** Required work **
Please copy the stretch of the listing from the line containing "query | blonde woman" through the end of the listing, both ends included, reproducing each line word for word.
━━━━━ Exercise input
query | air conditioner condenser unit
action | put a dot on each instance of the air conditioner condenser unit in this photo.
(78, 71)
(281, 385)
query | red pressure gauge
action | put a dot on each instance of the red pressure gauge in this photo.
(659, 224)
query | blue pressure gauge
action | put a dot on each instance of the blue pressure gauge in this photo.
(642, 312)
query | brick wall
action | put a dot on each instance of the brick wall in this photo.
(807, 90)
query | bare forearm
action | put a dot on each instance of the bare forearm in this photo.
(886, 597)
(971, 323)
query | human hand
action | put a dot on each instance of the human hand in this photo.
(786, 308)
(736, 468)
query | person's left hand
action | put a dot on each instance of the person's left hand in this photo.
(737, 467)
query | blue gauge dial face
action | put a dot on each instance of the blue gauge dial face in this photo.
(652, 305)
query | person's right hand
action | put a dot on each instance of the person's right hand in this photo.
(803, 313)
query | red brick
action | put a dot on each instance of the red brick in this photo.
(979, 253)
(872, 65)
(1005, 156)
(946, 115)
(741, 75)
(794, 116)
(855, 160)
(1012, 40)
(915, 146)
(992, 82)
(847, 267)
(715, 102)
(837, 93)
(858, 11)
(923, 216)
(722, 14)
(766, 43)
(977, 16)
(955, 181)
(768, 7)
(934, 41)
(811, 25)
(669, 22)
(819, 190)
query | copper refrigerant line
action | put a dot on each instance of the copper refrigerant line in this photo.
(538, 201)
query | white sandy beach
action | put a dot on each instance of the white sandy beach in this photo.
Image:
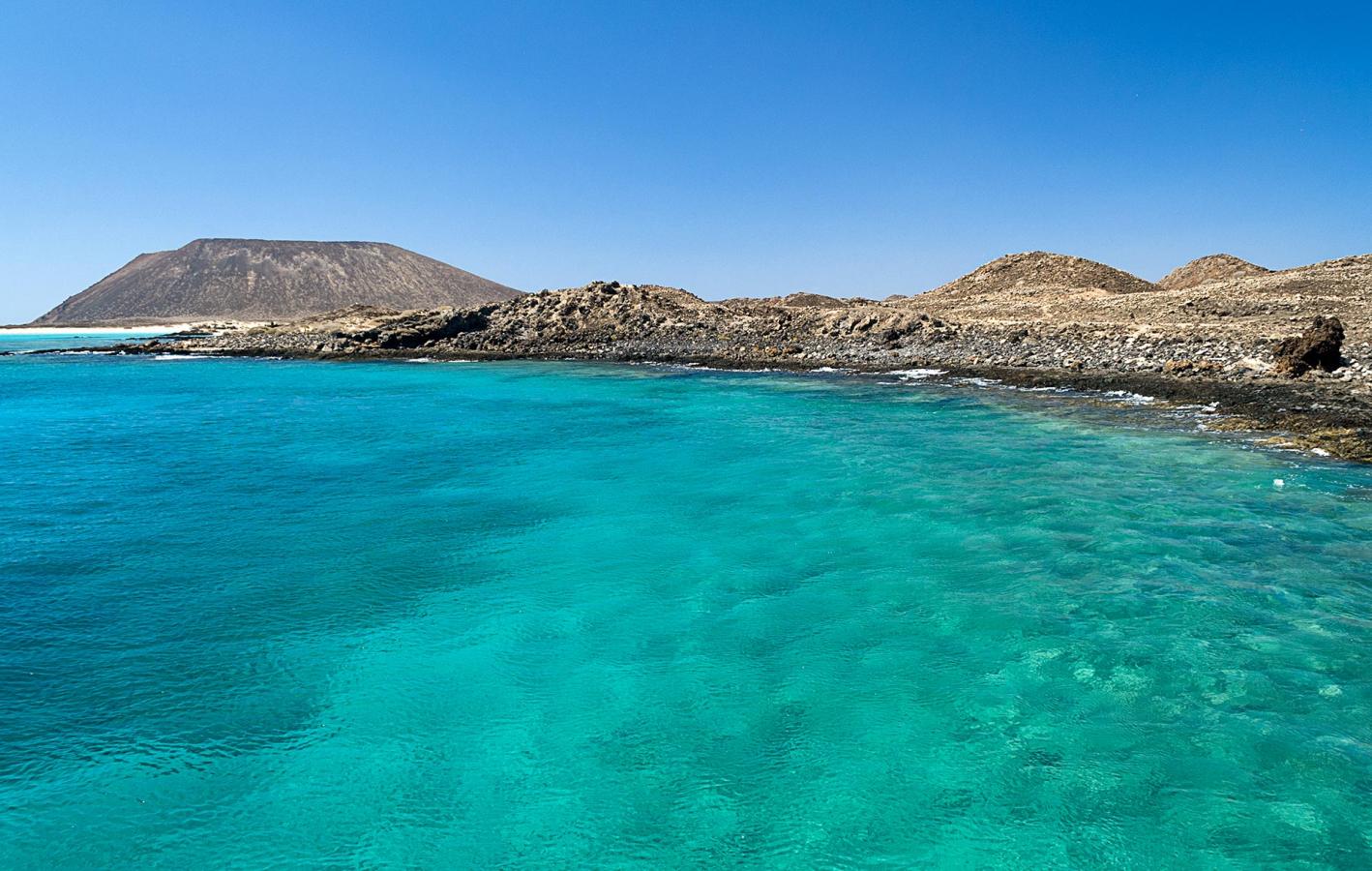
(94, 331)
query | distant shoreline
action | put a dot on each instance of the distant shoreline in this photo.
(102, 331)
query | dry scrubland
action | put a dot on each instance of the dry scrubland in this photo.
(1214, 331)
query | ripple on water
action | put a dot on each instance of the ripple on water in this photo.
(522, 615)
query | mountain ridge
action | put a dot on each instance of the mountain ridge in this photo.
(271, 280)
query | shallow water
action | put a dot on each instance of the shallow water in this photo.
(269, 614)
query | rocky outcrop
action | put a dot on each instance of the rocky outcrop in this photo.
(265, 280)
(1036, 272)
(1207, 269)
(1084, 327)
(1319, 347)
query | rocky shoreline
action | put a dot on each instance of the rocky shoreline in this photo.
(1279, 352)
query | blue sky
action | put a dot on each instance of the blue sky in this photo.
(731, 148)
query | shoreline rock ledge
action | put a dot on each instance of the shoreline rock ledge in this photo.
(1272, 350)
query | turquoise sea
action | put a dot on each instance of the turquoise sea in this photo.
(275, 615)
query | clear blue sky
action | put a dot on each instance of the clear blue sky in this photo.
(731, 148)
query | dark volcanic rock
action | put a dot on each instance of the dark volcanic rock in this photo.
(263, 280)
(1319, 347)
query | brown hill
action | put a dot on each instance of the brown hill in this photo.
(266, 280)
(1041, 270)
(1213, 268)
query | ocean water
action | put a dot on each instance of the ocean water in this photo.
(269, 614)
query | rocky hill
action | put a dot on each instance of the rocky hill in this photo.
(1213, 268)
(1273, 350)
(268, 280)
(1040, 270)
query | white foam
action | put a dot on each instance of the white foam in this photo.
(915, 375)
(980, 381)
(1129, 398)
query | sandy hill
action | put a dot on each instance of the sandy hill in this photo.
(1041, 270)
(1213, 268)
(261, 280)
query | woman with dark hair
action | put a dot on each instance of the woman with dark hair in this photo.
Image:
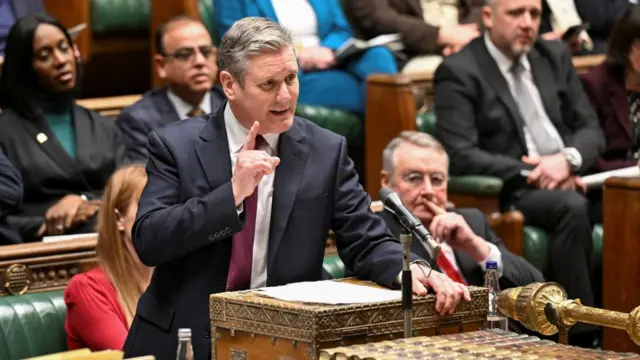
(65, 153)
(614, 90)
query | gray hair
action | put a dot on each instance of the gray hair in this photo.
(416, 138)
(250, 36)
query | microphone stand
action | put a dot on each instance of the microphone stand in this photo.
(407, 291)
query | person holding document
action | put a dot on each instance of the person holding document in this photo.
(245, 198)
(318, 29)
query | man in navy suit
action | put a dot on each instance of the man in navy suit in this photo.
(186, 61)
(245, 198)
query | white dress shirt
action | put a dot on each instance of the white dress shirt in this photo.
(183, 108)
(237, 134)
(505, 64)
(300, 19)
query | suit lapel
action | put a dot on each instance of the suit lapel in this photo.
(266, 7)
(213, 151)
(84, 145)
(166, 108)
(620, 104)
(545, 82)
(292, 151)
(494, 77)
(51, 146)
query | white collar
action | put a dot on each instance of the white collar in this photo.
(237, 134)
(183, 108)
(504, 63)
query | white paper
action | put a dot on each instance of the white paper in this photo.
(330, 292)
(596, 180)
(67, 237)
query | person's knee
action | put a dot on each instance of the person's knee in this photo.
(379, 59)
(574, 204)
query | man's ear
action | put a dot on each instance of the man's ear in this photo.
(384, 178)
(119, 222)
(160, 66)
(228, 84)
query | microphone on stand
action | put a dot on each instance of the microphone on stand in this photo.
(392, 202)
(407, 282)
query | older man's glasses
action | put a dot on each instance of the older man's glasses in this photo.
(417, 179)
(189, 54)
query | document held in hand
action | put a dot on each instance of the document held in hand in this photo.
(354, 47)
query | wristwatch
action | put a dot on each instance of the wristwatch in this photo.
(572, 159)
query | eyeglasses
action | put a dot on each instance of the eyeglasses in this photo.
(417, 179)
(188, 54)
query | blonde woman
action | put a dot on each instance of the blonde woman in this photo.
(101, 303)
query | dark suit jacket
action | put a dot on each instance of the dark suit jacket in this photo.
(22, 8)
(370, 18)
(600, 14)
(10, 199)
(151, 112)
(187, 215)
(606, 90)
(48, 172)
(479, 122)
(517, 271)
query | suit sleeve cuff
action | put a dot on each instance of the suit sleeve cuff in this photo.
(575, 154)
(494, 255)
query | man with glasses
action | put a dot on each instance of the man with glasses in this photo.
(415, 165)
(186, 62)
━━━━━━━━━━
** Exercise answer **
query | blonde woman
action | put a dot on each instance of the blonde woman in this photo.
(101, 303)
query | dark suit jacket
action | put a dot on each instance of the dark suit jacket in this photo.
(22, 8)
(370, 18)
(600, 14)
(10, 199)
(151, 112)
(187, 215)
(606, 90)
(48, 172)
(479, 122)
(517, 271)
query | suit sleeve cuff
action | put a dot on each instance of the suit sleeve cuff in this photo.
(575, 154)
(494, 255)
query | man with glasses
action | put a dot on each instance of the man with glasses in this photo.
(415, 165)
(186, 62)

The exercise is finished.